◆ **What the task requires**
Find each line in the listing below that contains the string "blue", and copy those lines in the order they appear.
◆ ◆ ◆ ◆
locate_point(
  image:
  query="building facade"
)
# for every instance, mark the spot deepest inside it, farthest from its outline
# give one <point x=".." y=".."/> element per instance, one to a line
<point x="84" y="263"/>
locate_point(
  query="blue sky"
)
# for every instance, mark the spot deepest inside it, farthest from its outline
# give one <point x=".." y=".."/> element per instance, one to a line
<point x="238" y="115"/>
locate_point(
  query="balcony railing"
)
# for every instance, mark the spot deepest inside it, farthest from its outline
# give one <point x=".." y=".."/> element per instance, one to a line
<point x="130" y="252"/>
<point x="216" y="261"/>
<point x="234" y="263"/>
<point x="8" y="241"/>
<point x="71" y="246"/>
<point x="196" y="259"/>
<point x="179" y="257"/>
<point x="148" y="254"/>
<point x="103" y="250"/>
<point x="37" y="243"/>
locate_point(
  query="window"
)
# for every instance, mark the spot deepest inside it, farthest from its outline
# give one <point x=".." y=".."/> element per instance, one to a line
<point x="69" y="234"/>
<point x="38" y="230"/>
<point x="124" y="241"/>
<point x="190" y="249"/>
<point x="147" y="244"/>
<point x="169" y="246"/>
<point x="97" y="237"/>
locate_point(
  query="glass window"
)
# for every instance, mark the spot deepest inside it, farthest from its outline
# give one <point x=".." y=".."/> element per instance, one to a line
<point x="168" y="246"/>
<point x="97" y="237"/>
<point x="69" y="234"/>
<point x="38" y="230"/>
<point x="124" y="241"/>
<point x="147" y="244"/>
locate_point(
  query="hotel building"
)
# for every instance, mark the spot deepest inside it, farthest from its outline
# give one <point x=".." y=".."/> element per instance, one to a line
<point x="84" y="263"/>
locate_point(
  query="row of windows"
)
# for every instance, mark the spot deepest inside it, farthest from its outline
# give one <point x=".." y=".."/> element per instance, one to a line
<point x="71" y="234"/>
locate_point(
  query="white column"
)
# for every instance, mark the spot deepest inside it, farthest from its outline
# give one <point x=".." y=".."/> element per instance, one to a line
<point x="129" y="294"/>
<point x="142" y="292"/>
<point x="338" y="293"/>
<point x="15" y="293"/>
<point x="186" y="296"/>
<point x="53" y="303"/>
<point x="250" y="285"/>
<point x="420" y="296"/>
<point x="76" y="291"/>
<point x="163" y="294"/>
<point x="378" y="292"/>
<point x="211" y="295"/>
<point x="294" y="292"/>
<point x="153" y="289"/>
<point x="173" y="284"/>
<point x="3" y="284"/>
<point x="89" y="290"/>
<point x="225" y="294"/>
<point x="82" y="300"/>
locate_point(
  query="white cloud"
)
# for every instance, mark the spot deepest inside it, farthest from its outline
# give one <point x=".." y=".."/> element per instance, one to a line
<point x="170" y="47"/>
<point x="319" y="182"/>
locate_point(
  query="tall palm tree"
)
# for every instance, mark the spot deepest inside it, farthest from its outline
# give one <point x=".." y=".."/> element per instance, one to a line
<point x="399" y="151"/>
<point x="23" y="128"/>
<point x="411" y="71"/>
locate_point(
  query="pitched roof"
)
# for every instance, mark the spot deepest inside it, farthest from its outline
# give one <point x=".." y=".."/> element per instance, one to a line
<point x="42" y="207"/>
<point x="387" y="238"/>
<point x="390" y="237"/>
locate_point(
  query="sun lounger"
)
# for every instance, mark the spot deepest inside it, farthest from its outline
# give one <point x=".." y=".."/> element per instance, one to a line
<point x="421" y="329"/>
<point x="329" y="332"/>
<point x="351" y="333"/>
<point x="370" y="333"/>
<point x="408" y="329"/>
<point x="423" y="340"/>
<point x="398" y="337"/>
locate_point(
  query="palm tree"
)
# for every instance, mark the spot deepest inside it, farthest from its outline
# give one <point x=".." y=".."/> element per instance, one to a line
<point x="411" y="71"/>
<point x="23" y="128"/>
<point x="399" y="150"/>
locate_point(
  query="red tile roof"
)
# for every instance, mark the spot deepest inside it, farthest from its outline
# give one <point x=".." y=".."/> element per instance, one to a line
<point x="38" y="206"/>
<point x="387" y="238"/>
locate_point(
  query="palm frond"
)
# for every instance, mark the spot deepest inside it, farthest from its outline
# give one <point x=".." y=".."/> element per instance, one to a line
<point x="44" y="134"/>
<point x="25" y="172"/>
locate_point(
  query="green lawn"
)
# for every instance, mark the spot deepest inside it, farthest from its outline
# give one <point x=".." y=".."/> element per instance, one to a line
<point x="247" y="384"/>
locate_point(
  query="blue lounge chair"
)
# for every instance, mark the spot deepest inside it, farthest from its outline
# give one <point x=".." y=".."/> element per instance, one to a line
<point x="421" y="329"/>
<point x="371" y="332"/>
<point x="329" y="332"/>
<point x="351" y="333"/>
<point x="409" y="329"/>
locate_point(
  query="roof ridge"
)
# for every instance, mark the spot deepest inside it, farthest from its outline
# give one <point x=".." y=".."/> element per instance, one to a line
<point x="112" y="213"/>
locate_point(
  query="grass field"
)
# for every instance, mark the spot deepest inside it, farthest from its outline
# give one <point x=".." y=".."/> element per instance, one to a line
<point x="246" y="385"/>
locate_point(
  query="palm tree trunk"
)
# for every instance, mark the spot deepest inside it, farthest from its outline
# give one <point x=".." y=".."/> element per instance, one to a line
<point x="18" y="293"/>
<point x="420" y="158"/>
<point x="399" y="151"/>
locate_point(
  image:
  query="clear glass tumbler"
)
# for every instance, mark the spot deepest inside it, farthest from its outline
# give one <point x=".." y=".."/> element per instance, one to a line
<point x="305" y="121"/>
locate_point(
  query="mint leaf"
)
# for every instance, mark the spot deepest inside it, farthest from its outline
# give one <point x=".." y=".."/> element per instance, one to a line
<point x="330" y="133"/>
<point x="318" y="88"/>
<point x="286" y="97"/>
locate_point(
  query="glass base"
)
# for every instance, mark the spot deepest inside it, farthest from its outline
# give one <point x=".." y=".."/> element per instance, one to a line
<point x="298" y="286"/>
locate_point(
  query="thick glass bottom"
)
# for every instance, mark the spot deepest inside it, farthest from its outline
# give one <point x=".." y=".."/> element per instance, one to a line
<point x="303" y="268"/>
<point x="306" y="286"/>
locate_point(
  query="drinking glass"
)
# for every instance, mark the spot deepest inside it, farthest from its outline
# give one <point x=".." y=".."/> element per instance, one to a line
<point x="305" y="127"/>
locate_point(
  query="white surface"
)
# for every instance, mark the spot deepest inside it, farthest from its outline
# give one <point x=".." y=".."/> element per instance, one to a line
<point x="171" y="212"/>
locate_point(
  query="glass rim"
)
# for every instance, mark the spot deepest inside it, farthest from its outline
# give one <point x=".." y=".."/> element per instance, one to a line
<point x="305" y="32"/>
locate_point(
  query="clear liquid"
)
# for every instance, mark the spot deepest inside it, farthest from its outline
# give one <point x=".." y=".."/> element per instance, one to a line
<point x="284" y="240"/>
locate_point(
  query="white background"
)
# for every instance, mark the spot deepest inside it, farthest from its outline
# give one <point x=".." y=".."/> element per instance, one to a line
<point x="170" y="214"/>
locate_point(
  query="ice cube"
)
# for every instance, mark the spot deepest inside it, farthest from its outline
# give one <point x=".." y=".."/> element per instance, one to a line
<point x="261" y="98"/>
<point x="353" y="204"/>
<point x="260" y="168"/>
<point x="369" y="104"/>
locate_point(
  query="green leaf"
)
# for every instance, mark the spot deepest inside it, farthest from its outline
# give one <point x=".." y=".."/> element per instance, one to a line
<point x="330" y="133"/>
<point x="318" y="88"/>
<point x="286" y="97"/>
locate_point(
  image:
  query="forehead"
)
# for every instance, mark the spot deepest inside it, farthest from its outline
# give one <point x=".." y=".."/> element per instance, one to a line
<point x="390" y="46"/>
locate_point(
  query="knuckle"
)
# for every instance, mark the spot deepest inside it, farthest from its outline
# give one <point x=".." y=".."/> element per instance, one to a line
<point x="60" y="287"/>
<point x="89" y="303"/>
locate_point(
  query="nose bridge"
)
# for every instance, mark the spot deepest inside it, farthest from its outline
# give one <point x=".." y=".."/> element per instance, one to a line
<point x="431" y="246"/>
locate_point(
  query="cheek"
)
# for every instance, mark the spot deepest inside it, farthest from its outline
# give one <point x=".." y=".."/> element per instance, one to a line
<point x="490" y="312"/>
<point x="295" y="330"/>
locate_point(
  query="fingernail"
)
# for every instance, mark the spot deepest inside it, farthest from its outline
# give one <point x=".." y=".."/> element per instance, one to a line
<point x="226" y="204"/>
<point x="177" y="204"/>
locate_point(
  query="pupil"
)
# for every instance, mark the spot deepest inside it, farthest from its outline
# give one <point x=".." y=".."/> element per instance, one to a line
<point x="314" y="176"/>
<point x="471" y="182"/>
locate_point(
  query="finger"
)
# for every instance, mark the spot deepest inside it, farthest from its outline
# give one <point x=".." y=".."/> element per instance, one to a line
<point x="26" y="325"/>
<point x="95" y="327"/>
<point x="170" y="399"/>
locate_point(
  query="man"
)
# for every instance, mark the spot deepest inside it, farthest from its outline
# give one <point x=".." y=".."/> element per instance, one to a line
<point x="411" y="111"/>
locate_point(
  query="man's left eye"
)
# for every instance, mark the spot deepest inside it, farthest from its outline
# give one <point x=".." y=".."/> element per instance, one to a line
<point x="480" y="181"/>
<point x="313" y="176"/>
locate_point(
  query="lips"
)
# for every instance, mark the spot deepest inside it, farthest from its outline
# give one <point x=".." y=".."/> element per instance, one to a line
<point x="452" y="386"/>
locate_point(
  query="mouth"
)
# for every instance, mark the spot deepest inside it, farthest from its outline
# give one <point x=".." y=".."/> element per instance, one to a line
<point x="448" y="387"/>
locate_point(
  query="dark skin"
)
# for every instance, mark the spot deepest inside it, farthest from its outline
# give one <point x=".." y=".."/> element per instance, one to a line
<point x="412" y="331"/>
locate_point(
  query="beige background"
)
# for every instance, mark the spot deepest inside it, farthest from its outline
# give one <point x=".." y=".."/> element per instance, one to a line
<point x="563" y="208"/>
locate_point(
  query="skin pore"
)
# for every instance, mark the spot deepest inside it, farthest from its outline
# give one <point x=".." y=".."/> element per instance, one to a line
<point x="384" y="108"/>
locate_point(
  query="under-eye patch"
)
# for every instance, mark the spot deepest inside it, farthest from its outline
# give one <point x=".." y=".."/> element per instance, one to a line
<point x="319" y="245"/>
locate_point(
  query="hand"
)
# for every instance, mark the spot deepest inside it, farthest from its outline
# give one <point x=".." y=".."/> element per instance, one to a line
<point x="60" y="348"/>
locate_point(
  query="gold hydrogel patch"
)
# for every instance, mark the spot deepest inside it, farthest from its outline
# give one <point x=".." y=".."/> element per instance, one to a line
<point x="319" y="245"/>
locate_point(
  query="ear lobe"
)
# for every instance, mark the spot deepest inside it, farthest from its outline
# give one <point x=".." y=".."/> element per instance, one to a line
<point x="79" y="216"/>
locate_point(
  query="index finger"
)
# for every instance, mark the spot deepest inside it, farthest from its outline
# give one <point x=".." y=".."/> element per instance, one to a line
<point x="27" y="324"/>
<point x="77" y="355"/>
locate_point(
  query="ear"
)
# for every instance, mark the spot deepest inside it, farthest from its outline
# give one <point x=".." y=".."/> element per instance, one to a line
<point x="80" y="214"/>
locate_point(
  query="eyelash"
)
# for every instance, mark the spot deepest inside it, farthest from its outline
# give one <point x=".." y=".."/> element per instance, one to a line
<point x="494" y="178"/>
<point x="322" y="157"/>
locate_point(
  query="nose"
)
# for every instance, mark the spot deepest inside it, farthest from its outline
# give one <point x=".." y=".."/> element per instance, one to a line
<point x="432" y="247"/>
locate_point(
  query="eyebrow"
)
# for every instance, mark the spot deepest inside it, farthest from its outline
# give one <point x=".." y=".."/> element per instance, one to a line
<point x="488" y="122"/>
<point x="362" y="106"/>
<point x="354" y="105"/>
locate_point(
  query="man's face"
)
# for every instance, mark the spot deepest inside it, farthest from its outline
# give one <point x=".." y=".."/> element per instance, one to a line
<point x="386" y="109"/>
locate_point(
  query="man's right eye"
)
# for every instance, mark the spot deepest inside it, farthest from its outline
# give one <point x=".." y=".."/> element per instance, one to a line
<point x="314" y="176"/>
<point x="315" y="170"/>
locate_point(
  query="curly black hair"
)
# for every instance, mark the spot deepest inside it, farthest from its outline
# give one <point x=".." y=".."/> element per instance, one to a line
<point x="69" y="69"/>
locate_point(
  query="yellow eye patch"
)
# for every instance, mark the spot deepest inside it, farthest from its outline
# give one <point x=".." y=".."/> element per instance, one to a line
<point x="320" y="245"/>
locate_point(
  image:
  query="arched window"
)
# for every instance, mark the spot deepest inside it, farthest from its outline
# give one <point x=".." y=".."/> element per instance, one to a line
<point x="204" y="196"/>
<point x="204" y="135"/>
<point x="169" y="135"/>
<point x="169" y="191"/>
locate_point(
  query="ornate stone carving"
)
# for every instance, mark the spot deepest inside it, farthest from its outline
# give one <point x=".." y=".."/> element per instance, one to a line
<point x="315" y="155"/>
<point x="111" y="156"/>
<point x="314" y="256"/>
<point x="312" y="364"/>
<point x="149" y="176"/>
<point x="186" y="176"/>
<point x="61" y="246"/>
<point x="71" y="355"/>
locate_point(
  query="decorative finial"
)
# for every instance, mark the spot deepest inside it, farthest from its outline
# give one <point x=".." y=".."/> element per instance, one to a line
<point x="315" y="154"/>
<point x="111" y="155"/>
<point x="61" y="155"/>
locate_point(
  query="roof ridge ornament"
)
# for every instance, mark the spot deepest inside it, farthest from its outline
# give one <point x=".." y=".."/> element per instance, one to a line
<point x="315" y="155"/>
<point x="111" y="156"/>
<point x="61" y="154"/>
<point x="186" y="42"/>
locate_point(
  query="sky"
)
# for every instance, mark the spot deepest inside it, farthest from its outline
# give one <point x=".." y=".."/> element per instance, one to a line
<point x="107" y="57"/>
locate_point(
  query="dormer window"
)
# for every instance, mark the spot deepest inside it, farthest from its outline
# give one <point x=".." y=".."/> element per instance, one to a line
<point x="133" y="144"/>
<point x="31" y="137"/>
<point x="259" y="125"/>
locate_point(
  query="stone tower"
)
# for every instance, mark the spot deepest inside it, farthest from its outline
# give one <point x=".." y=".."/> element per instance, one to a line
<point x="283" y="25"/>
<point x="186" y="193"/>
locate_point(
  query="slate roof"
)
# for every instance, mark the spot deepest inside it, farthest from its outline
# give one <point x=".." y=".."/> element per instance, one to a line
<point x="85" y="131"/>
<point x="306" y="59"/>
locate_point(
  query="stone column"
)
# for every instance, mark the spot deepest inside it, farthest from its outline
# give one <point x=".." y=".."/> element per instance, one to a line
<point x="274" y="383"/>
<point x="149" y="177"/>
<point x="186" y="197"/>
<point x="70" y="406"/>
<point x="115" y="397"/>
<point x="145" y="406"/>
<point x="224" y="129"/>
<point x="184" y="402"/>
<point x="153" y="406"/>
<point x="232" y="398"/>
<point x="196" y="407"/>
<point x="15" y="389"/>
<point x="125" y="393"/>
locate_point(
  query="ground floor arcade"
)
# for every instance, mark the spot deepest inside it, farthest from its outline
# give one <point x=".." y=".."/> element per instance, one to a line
◆ ◆ ◆ ◆
◆ **Answer to the problem**
  query="blue sky"
  query="blue lounge chair"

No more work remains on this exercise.